— Extracted material —
§
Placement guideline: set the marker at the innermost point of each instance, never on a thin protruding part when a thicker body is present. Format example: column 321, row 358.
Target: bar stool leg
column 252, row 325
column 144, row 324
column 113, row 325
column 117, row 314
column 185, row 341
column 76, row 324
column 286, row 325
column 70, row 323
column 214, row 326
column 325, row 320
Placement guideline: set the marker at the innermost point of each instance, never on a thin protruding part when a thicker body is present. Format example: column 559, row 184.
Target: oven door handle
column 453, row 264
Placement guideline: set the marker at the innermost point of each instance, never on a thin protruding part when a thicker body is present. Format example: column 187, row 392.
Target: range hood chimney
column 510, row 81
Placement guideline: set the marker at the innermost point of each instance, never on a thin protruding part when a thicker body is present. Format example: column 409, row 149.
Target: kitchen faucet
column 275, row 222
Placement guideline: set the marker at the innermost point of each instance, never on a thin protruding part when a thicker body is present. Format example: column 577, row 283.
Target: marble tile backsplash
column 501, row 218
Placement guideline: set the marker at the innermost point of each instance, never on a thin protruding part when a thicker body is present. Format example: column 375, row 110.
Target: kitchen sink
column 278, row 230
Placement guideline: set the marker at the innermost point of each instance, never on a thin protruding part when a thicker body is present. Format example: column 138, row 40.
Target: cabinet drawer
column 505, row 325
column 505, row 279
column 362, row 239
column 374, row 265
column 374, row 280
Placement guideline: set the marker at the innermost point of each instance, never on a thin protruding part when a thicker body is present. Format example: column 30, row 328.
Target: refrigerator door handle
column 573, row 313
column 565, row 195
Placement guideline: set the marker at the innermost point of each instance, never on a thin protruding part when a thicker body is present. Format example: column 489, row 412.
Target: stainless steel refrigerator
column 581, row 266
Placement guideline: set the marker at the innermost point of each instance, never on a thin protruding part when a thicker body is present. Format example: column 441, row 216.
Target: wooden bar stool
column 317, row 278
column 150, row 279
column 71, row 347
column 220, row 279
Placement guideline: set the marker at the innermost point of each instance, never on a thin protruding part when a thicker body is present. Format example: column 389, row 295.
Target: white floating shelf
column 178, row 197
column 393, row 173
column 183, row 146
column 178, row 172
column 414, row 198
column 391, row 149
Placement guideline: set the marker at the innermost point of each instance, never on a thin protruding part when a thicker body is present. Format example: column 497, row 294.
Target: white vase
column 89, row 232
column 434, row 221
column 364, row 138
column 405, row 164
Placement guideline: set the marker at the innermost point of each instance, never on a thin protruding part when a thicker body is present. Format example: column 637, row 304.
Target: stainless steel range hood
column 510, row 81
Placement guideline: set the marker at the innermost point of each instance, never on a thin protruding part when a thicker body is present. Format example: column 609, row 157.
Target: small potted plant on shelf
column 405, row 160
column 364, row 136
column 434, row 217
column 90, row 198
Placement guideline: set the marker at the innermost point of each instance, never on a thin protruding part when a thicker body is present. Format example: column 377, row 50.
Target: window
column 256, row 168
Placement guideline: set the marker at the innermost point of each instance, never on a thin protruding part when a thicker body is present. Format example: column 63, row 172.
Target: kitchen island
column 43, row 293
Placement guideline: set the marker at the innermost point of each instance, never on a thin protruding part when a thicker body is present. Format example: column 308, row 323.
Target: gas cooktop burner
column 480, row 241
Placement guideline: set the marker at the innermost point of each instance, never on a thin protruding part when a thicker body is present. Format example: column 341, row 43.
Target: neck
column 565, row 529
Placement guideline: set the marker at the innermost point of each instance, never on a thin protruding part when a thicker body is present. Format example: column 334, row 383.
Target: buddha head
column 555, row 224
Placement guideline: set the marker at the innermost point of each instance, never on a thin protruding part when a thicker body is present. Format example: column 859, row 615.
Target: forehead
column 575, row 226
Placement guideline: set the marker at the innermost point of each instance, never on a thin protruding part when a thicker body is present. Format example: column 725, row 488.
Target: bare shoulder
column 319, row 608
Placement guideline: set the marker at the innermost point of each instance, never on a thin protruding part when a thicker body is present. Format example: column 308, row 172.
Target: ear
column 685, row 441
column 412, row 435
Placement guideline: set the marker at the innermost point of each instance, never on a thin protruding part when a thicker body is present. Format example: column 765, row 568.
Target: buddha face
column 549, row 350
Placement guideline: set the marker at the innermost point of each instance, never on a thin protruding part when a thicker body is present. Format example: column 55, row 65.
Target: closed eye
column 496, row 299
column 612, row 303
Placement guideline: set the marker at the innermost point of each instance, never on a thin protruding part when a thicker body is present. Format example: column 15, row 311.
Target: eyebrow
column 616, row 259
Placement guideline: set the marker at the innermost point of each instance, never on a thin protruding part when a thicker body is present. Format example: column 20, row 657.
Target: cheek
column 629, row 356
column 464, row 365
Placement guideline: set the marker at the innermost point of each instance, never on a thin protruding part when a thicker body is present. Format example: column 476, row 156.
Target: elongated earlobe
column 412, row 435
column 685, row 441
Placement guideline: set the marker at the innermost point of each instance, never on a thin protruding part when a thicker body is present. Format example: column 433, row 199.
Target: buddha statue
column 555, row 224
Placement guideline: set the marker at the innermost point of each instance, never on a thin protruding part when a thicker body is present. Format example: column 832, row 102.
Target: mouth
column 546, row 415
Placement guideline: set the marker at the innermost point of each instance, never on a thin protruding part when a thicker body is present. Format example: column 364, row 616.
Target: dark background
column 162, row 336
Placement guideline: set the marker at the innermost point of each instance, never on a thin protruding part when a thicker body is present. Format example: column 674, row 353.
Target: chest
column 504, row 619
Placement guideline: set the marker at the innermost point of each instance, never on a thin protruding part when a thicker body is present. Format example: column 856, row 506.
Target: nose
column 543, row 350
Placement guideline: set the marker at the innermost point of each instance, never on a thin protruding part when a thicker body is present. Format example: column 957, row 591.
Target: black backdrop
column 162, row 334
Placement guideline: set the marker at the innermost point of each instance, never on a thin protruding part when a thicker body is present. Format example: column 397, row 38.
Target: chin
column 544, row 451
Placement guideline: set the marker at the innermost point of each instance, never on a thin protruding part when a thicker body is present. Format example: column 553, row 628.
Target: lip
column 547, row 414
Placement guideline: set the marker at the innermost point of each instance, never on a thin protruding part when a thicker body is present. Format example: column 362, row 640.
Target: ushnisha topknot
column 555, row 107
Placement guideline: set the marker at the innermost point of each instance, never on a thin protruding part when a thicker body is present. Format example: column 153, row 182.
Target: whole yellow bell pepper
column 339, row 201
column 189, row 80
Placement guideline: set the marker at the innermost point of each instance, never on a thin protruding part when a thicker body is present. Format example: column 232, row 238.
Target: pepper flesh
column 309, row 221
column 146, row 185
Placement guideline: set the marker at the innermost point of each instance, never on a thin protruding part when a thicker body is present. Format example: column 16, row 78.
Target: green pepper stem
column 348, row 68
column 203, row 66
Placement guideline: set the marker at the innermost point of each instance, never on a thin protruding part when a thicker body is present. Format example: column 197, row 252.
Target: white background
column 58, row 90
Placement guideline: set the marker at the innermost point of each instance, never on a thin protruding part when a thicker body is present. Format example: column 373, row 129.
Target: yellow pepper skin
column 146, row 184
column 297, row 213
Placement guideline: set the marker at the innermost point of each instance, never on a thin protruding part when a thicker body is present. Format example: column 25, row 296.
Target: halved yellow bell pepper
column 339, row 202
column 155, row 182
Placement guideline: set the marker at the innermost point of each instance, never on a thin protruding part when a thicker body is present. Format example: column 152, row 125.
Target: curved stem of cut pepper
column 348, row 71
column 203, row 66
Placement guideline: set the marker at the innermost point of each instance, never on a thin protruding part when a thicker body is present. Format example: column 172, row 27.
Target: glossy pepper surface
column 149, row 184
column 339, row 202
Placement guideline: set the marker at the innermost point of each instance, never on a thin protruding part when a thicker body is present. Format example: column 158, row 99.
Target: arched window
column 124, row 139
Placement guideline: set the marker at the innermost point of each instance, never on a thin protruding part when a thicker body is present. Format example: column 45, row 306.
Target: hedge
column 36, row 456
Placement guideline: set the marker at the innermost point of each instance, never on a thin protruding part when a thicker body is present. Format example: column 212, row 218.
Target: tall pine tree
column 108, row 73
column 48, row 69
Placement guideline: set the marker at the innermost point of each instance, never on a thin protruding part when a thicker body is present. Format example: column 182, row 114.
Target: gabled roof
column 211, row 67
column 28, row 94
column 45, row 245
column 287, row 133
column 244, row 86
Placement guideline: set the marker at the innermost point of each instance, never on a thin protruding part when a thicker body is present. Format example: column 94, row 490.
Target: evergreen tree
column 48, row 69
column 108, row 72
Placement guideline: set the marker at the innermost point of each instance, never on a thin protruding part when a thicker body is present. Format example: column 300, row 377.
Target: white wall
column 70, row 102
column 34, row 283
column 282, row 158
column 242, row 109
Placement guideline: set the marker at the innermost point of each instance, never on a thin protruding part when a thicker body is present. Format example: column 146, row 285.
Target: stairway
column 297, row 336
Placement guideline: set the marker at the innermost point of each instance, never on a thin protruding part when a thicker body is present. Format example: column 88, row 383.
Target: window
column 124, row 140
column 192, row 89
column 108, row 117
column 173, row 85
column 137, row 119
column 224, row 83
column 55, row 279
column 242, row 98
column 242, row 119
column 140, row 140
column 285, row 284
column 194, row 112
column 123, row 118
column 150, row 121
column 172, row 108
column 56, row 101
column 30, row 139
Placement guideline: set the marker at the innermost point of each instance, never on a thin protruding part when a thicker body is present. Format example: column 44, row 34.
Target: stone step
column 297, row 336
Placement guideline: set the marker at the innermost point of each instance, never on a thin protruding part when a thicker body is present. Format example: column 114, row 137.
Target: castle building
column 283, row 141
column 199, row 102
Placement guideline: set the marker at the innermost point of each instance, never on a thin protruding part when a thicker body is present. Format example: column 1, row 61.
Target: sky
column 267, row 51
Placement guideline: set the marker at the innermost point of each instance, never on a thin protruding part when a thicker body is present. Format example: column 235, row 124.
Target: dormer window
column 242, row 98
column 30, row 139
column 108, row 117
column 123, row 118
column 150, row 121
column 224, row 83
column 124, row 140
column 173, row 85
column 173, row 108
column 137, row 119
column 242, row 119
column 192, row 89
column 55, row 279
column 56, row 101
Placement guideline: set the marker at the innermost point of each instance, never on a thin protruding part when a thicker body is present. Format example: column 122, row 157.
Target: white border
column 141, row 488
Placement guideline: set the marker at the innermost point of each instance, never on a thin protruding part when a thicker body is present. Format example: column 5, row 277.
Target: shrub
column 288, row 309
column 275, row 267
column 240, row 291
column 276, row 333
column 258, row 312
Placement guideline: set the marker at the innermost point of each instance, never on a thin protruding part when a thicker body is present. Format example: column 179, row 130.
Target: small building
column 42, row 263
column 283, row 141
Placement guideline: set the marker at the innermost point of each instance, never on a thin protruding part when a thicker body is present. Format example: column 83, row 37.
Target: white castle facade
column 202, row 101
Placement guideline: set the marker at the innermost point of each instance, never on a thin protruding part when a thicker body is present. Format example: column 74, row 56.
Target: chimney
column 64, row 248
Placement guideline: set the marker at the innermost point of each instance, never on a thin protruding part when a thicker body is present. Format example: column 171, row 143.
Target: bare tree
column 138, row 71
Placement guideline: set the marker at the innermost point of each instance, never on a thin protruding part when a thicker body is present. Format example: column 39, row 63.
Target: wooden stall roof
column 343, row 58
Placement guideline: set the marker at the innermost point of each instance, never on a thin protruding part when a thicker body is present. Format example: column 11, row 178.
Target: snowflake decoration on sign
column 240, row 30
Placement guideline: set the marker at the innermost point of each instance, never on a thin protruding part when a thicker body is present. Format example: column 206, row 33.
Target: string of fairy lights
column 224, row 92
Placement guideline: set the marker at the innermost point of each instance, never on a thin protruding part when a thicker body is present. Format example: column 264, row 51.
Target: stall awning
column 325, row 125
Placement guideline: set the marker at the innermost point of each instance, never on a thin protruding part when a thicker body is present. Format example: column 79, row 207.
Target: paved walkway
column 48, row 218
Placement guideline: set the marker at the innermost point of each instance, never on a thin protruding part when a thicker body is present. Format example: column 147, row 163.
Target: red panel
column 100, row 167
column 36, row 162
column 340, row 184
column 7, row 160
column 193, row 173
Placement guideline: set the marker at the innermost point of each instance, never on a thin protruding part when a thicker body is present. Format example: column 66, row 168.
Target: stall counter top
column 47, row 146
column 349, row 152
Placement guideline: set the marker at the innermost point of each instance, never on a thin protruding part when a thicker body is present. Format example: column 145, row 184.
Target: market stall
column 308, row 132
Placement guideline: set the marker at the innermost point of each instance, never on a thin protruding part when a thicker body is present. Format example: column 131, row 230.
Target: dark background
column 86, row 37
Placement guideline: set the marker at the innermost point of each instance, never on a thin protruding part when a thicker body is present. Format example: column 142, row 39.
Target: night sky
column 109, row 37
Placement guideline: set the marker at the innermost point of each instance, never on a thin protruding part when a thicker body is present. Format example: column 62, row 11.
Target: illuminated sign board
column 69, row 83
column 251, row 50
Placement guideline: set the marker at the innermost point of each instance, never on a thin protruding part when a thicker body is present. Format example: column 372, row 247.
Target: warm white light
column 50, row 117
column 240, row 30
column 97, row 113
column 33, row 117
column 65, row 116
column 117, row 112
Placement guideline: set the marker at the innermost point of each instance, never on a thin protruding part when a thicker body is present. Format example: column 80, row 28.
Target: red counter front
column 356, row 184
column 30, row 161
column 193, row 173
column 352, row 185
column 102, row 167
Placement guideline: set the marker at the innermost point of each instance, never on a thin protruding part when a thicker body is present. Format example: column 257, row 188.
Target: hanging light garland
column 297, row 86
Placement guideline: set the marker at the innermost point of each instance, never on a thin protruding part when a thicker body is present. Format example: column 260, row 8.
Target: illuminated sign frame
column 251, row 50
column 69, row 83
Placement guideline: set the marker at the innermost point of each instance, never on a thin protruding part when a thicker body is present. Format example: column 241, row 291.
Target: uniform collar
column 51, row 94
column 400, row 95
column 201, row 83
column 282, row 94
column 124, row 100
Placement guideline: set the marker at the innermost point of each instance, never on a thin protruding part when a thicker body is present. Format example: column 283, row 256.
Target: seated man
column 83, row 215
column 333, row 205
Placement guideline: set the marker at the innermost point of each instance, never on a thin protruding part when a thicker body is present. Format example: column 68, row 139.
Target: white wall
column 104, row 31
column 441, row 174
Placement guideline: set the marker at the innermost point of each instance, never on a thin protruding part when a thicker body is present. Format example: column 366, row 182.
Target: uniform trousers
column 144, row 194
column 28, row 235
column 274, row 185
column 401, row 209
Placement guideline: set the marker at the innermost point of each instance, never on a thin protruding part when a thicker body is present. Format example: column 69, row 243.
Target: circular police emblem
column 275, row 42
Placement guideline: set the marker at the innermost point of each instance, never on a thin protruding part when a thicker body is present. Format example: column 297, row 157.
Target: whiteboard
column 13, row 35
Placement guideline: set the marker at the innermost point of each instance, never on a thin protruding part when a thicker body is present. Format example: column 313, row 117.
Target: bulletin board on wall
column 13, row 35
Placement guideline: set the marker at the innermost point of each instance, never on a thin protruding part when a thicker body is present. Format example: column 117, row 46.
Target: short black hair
§
— Task —
Look back at the entries above. Retype the line with "83, row 37.", the line with "66, row 168.", and all lines in between.

— Task output —
Placement guideline: set the marker at the innermost point of each instance, never on a thin protruding part when a thicker body is present. Format example: column 83, row 37.
Target: white castle facade
column 202, row 101
Placement guideline: set the marker at the innermost point of each instance, never on a thin protruding part when a thicker body is present. Format example: column 74, row 56.
Target: chimney
column 64, row 248
Placement guideline: set the marker at the innermost point of each instance, never on a thin protruding part when a thicker body is present. Format example: column 171, row 143.
Target: bare tree
column 138, row 71
Placement guideline: set the marker at the innermost point of each instance, never on a thin protruding part when a thicker body is present. Format example: column 39, row 63.
Target: wooden stall roof
column 343, row 58
Placement guideline: set the marker at the innermost point of each instance, never on a thin protruding part when a thicker body is present. Format example: column 11, row 178.
Target: snowflake decoration on sign
column 240, row 30
Placement guideline: set the marker at the innermost point of each instance, never on a thin protruding part when a thicker body is present. Format example: column 206, row 33.
Target: string of fairy lights
column 224, row 92
Placement guideline: set the marker at the innermost point of each instance, never on a thin protruding part when a thicker body is present. Format example: column 264, row 51.
Target: stall awning
column 325, row 125
Placement guideline: set the marker at the innermost point of each instance, never on a thin protruding part when a thicker body is present. Format example: column 79, row 207.
Target: paved walkway
column 48, row 218
Placement guideline: set the marker at the innermost point of each instance, never on a thin protruding part when a thicker body is present. Format example: column 147, row 163.
Target: red panel
column 100, row 167
column 36, row 162
column 340, row 184
column 7, row 160
column 193, row 173
Placement guideline: set the marker at the innermost point of each instance, never on a thin protruding part when a thicker body is present. Format example: column 66, row 168.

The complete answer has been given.